EXERCISE DIRECTIONS: Extend the critique of single-cell RNA sequencing sample size below, picking up after its final bullet point.

Single-Cell RNA Sequencing Sample Size Limitations

Critique: The single-cell RNA sequencing analysis is conducted on a very limited subsample (n=5 HBV/HIV co-infection, n=6 HBV mono-infection) without justification for this sample size or power calculations. This represents a significant limitation as transcriptomic analyses typically exhibit high inter-individual variability, requiring larger sample sizes to achieve adequate statistical power. With the current sample size, the study likely has insufficient power to detect differentially expressed genes with moderate effect sizes, substantially increasing the risk of both false positives and false negatives. While single-cell technologies provide high cellular resolution, they do not overcome the fundamental requirement for adequate biological replication. This limitation impacts the reliability of the transcriptomic signatures and pathway enrichment analyses presented, which form a foundation for the study's conclusions about differential CD8+ T cell states in mono-infection versus co-infection.

Framework for addressing:

• Conduct and report formal power analyses to establish the minimum detectable effect size given the current sample size for the transcriptomic analyses.

• Validate key differentially expressed genes using qPCR in the larger cohort of 20 patients per group to confirm that findings from the small subsample generalize to the full study population.

• Apply more stringent statistical thresholds for differential expression analysis to reduce false discovery rates, and clearly report these thresholds.

• Employ bootstrapping or similar resampling approaches to assess the stability of differential expression results.

RECORDED DATA:
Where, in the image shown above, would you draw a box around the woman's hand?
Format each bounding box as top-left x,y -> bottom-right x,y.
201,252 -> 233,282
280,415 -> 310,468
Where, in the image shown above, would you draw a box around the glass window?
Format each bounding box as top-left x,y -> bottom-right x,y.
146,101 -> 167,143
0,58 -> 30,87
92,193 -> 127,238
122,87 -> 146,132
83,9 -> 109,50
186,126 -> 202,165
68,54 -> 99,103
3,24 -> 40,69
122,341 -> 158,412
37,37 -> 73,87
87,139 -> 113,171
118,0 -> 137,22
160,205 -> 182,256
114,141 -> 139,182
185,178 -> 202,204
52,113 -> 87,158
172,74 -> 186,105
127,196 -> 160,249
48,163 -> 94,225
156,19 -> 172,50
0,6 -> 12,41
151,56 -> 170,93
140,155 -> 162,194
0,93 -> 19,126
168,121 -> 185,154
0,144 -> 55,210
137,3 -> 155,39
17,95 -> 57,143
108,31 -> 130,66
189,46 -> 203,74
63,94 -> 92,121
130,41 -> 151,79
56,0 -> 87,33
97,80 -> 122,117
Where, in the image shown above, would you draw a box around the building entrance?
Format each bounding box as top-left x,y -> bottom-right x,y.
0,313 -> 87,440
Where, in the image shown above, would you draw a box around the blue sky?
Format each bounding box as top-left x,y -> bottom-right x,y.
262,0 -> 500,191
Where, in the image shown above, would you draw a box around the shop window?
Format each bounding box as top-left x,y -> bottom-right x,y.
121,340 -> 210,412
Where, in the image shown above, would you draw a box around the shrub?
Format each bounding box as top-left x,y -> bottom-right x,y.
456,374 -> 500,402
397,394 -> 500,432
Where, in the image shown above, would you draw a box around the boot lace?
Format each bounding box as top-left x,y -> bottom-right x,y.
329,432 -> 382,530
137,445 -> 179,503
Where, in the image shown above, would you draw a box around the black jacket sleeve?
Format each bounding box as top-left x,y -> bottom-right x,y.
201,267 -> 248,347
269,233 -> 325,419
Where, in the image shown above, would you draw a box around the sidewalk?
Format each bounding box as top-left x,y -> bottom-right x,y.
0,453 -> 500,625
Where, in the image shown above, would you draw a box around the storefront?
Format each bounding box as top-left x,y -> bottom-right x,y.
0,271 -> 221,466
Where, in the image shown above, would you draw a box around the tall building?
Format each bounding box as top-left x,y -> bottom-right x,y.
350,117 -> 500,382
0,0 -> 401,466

TASK OUTPUT:
• Explicitly acknowledge the limited statistical power of the transcriptomic analysis as a major limitation in the discussion section.

Effect Size Reporting and Statistical Interpretation

Critique: The statistical reporting in this manuscript would benefit from comprehensive inclusion of effect sizes and confidence intervals to complement the p-values currently presented. While statistical significance testing (p-values) indicates the probability of observed differences occurring by chance, effect sizes provide essential information about the magnitude and biological relevance of these differences. This additional information is particularly important in studies with modest sample sizes, where statistical significance may be achieved despite relatively small effect sizes that might have limited clinical or biological significance. Throughout the manuscript, the authors report statistically significant differences in cell frequencies, gene expression, and functional responses between groups, but the practical importance of these differences remains difficult to assess without standardized effect size measures and their precision (95% confidence intervals). For correlation analyses only significance indicators are visible without reporting actual correlation coefficients in the text, making it difficult to evaluate the strength of these relationships.

Framework for addressing:

• For all key comparisons between patient groups, report appropriate standardized effect size measures (Cohen's d or Hedges' g) alongside p-values.

• Include 95% confidence intervals for all reported means, proportions, and effect sizes to indicate precision.

• For correlation analyses report exact correlation coefficients (r values) in the text or in a supplementary table.

• Distinguish between statistically significant findings with large, moderate, and small effect sizes in the interpretation.

• Consider including a supplementary table summarizing all statistical tests performed with complete reporting of test statistics, degrees of freedom, effect sizes, and confidence intervals.

Competing interests

The author declares that they have no competing interests.

Use of Artificial Intelligence (AI)

The author declares that they used generative AI to come up with new ideas for their review.